WRITTEN INSTRUCTION 1
In the Lake Mead article, how full was the lake this summer?
WRITTEN INSTRUCTION 2
Resume the Lake Mead article, writing on from its last sentence.

DOCUMENT SEGMENT
▬▬▬▬▬▬▬▬▬▬

At the bottom of the lake

The Hoover Dam is one of the most important single structures in the U.S. It provided a symbolic transition out of The Great Depression for most Americans, and employed over 20,000 workers during construction. Today, Lake Mead and the Hoover Dam turbines provide energy and water to 36 million people in the Southwest. This dam has held back a lake for almost 80 years, but it won’t be able to carry our growing thirsty population forever.

As of July 2014:

"Lake Mead, the largest reservoir in the country, has dropped to its lowest level since it was filled in the 1930s, a decline that reflects 14 years of drought and a growing imbalance between the Colorado River's flows and the demands of cities and farms across the Southwest," according to the Desert Sun.

The water level is a full 130 feet down from the highest watermark. In total, the lake was only 39 percent full this summer. All reservoirs will have ups and downs in water levels, but the Hoover Dam is particularly stressed in 2014.

National Geographic reported, "Population growth is one factor affecting the rivers. Over the last century, more people has meant more demand for water. Since first apportioning of river water to seven states through the Colorado River Compact in 1922 and subsequent agreements, the basin states' population has increased nine fold. According to the U.S. Census Bureau, many of the cities dependent on basin water have grown even more: The greater Las Vegas area in 1920 had just over 2,000 people; now it has almost 2 million. In 1900, Phoenix had 5,554 citizens; today it has 1.48 million."

Las Vegas has done a good job of reducing the water it uses in the last decade, for a city that is built in a desert and is famous for its massive outdoor water features. However, no measures will ever make an inefficient idea efficient in using water and electricity. How drastic has the Lake Mead situation become Las Vegas? They are building a new straw.

▬▬▬▬▬▬▬▬▬▬

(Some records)
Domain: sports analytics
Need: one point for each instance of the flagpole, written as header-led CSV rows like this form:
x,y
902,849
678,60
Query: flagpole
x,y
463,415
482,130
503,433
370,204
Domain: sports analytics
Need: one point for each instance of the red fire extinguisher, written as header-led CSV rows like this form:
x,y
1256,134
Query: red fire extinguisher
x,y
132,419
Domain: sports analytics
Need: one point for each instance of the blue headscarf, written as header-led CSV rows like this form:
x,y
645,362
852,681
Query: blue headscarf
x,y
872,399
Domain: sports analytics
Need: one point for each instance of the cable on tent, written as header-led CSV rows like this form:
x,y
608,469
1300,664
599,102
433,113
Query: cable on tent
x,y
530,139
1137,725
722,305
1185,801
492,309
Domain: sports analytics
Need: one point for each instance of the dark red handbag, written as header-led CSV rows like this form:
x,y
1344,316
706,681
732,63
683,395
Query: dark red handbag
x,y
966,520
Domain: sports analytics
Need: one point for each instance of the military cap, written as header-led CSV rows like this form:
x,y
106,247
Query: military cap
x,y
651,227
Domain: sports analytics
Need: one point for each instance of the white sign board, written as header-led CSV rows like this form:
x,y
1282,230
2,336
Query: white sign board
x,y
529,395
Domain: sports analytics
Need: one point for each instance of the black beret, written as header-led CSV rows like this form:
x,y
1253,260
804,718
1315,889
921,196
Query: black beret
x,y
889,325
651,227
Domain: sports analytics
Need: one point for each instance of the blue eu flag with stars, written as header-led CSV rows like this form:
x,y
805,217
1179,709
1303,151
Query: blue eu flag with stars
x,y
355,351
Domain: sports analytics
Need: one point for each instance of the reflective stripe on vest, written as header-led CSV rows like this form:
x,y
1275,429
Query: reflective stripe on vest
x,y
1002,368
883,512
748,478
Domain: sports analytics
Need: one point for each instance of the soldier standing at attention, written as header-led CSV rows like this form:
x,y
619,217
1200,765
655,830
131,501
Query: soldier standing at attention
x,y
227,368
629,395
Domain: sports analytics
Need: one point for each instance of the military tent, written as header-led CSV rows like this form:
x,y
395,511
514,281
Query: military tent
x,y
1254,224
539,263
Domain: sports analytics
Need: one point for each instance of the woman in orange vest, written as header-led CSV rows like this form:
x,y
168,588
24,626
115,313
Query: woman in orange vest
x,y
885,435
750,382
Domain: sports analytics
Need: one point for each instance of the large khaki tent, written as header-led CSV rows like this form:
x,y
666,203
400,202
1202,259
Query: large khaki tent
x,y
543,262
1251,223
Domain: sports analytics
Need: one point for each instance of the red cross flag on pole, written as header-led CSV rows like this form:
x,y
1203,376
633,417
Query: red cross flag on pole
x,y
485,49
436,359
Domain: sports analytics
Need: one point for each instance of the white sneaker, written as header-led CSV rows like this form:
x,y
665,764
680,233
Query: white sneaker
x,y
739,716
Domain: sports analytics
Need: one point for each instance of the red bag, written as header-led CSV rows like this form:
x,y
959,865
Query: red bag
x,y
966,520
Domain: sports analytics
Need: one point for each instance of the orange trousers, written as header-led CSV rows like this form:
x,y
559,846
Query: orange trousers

▬▬▬▬▬▬▬▬▬▬

EXERCISE RESULT 1
Only 39 percent full.

EXERCISE RESULT 2
Popular Science described the new diversion tunnel currently in the works to keep water coming out of Lake Mead:

"Right now, 600 feet beneath the lake’s glassy blue surface, a massive custom-built tunnel-boring machine—almost as long as two football fields and heavier than four 747s—is plowing inch

by tedious inch through wet, fractured bedrock. Spanning nearly 24 feet in diameter, its rock-gnawing face is alive with the movement of 44 disc cutters and 23 knives. The Big Gulp–style tunnel it is boring will eventually intersect with a concrete-and-steel riser installed in the bottom of the lake, like a drain. Two intake pipes already carry water from Lake Mead to Las Vegas, about 25 miles to the west. Known as the Third Straw, Intake No. 3 will reach 200 feet deeper into the lake—and keep water flowing for as long as there’s water to pump."

The upper of the two existing straws that take water from Lake Mead was only 50 feet below the surface of the lake this year. If we continue to see drought like this, we will lose the top straw. Beyond the drinking water issues, what does the lower water level mean for the hydroelectricity the dam produces?

With less water in Lake Mead, the turbines in the Hoover Dam don't have as much water pressure as they did when the water level was higher. Less water means less power. The spillway of the dam is 1,221 feet above the lake bottom. The water level projected for May 2016 is 1,064 feet. Before recent turbine upgrades the power plant needed minimum water pressure of 1,050 feet to spin the turbines. With the plant upgrades, they plan to move the minimum pressure down to 950 feet above the turbines. Below 950 feet, major changes would have to be made to harvest a dwindling amount of potential energy, according to EENews.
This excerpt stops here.